:: AVAILABLE DATA ::

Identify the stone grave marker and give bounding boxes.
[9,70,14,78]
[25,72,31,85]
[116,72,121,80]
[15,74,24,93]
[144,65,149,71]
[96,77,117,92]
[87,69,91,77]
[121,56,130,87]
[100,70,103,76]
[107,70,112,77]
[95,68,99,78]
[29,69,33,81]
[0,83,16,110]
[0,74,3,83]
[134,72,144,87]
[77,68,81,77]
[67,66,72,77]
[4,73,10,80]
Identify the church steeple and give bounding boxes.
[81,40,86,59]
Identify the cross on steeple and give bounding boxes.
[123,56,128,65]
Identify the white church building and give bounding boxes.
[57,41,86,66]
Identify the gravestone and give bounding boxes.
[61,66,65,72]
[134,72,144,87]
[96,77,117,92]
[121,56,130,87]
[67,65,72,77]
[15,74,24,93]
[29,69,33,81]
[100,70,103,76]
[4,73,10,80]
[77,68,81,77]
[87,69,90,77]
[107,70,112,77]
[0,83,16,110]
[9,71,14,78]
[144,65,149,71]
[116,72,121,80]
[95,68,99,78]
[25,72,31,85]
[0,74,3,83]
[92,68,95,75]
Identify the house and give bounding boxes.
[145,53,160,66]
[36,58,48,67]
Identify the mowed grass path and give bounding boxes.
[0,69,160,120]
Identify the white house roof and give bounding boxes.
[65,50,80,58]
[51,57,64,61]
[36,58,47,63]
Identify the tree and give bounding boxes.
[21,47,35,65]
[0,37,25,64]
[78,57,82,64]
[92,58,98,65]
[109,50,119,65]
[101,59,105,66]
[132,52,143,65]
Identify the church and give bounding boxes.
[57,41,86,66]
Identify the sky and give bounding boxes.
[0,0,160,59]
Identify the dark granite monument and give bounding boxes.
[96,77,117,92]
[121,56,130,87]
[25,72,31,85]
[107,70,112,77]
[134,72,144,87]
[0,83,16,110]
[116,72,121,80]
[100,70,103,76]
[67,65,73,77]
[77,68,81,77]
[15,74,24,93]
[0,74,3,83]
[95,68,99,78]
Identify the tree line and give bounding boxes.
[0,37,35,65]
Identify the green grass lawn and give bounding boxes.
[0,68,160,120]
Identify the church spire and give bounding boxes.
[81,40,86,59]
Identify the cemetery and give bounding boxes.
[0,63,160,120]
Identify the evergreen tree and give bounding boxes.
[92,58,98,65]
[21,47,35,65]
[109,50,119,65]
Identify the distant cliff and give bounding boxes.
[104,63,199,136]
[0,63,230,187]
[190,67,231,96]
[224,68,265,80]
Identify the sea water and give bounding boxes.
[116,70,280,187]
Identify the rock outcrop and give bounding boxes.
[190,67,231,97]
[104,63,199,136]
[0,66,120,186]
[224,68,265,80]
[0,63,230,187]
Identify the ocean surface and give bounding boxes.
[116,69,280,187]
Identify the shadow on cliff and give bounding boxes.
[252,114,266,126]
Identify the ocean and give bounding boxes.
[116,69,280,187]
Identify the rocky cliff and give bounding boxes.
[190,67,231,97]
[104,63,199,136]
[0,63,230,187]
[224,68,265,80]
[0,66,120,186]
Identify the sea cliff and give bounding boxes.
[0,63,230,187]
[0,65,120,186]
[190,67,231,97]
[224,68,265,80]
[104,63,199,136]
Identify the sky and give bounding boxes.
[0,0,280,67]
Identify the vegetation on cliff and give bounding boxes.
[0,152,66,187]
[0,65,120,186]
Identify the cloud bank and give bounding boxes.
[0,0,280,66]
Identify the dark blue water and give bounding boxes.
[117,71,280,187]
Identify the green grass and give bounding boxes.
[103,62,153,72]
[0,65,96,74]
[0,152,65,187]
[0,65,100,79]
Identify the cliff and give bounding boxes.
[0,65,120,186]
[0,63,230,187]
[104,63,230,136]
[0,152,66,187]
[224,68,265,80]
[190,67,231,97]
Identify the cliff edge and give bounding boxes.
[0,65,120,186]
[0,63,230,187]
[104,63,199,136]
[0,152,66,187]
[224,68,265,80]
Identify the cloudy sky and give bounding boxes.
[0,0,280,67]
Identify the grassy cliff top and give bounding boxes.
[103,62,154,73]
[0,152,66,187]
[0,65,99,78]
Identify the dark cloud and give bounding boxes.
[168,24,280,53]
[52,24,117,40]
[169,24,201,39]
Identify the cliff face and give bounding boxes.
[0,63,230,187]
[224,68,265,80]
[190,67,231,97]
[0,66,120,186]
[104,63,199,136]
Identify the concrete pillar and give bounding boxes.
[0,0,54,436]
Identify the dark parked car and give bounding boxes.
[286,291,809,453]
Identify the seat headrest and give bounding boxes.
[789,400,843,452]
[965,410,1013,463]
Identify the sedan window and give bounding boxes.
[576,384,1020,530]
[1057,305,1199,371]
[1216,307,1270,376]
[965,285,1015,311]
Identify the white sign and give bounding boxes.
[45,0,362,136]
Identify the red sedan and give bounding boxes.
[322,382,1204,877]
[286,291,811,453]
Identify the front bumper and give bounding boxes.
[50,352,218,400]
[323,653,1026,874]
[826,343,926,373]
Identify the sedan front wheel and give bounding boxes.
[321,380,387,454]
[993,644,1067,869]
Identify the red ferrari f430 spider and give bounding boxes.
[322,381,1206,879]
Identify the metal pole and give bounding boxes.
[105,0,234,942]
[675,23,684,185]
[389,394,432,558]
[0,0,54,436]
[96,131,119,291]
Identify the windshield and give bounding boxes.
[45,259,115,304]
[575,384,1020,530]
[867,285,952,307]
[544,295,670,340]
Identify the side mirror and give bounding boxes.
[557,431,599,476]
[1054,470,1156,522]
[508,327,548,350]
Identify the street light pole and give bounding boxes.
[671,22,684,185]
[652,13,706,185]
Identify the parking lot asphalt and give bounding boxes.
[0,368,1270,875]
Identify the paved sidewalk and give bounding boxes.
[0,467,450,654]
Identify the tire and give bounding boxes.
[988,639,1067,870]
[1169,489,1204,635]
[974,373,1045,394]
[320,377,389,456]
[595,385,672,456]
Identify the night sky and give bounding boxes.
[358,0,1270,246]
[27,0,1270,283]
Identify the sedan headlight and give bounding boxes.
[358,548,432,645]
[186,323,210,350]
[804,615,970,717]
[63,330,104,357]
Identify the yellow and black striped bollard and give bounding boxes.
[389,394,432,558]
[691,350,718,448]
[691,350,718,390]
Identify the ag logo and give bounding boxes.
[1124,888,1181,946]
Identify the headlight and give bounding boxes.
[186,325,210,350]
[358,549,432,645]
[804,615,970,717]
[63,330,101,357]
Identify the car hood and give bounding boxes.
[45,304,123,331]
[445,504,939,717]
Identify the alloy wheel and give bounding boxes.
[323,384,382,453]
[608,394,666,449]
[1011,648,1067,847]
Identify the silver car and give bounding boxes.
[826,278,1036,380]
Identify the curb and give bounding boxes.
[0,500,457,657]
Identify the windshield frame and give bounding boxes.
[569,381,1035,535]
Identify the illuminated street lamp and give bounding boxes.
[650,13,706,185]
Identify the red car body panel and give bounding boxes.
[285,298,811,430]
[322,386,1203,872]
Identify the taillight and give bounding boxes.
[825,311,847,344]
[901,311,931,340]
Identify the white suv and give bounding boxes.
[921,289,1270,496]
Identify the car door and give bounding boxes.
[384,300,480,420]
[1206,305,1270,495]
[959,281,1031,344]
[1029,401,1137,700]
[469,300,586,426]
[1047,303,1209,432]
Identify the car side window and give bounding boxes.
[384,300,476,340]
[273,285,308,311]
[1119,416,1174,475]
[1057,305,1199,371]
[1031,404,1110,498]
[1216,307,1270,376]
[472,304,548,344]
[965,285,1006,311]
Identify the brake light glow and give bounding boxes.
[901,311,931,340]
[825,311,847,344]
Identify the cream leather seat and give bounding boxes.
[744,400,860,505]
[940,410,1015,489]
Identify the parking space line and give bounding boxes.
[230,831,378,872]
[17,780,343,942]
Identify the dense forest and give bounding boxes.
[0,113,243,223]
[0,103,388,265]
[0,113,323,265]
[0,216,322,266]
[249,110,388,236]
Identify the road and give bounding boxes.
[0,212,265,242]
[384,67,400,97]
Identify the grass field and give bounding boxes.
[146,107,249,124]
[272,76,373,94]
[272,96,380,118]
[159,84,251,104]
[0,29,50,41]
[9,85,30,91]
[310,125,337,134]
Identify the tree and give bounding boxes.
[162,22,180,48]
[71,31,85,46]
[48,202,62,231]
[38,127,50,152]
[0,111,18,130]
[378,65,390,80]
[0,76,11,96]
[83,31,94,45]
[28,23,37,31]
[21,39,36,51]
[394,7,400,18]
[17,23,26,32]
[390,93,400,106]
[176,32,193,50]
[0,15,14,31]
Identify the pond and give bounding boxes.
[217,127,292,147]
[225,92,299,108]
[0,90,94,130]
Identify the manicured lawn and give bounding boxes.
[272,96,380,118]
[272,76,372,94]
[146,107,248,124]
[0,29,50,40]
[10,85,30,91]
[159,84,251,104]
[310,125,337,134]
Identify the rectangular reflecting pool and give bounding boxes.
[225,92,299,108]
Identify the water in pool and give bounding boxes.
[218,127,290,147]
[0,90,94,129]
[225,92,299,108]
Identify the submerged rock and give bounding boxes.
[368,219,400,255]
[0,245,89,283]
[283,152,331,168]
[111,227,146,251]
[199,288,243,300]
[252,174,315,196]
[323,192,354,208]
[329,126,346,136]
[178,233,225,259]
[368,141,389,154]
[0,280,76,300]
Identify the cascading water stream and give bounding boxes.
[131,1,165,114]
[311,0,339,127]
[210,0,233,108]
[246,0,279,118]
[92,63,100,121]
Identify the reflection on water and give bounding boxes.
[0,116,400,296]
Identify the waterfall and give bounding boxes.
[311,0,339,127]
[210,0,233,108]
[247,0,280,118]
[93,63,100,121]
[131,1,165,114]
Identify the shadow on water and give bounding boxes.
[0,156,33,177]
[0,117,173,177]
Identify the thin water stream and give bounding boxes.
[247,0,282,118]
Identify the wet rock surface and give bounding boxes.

:::

**WORK INSTRUCTIONS**
Change "sedan" to "coupe" in the data from the line with "Identify the dark blue" up to and including the line with "[508,327,548,350]", and write out only those lines again with nothing else altered.

**ANSWER TO THE EXERCISE**
Identify the dark blue water and give bounding boxes.
[117,71,280,187]
Identify the green grass and give bounding boxes.
[103,62,153,72]
[0,65,96,74]
[0,152,65,187]
[0,65,100,79]
Identify the cliff and give bounding boxes.
[0,65,120,186]
[0,63,230,187]
[104,63,230,136]
[0,152,66,187]
[224,68,265,80]
[190,67,231,97]
Identify the cliff edge and give bounding boxes.
[0,65,120,186]
[0,63,230,187]
[104,63,199,136]
[0,152,66,187]
[224,68,265,80]
Identify the cloudy sky and give bounding boxes.
[0,0,280,67]
Identify the grassy cliff top and give bounding boxes.
[103,62,154,73]
[0,152,66,187]
[0,65,99,78]
Identify the dark cloud and give bounding boxes.
[168,24,280,53]
[52,24,117,40]
[169,24,201,39]
Identify the cliff face and give bounding boxes.
[0,63,230,187]
[224,68,265,80]
[190,67,231,97]
[0,66,120,186]
[104,63,199,136]
Identify the concrete pillar and give bounding boxes.
[0,0,54,436]
Identify the dark parked car and give bounding boxes.
[286,291,809,453]
Identify the seat headrest and give bounding boxes.
[789,400,843,452]
[965,410,1013,463]
Identify the coupe window and give bounding boxes.
[576,384,1020,530]
[1057,305,1199,371]
[1216,307,1270,376]
[965,285,1015,311]
Identify the white sign and give bounding boxes.
[45,0,362,136]
Identify the red coupe and give bounding boxes.
[322,382,1204,877]
[286,291,811,453]
Identify the front bumper and give bounding boxes.
[50,352,218,400]
[323,653,1026,874]
[826,343,926,373]
Identify the coupe front wheel and give bounding boxes.
[321,380,387,454]
[993,644,1067,869]
Identify the red ferrari f430 spider and give bounding boxes.
[322,381,1206,879]
Identify the metal pole and give bounding boxes.
[105,0,234,942]
[675,23,684,185]
[389,394,432,558]
[0,0,54,436]
[96,131,119,291]
Identify the windshield and give bounding boxes.
[45,259,115,304]
[575,384,1020,530]
[867,285,952,307]
[544,295,670,340]
Identify the side mirror and give bounding boxes.
[557,431,599,476]
[1054,470,1156,522]
[508,327,548,350]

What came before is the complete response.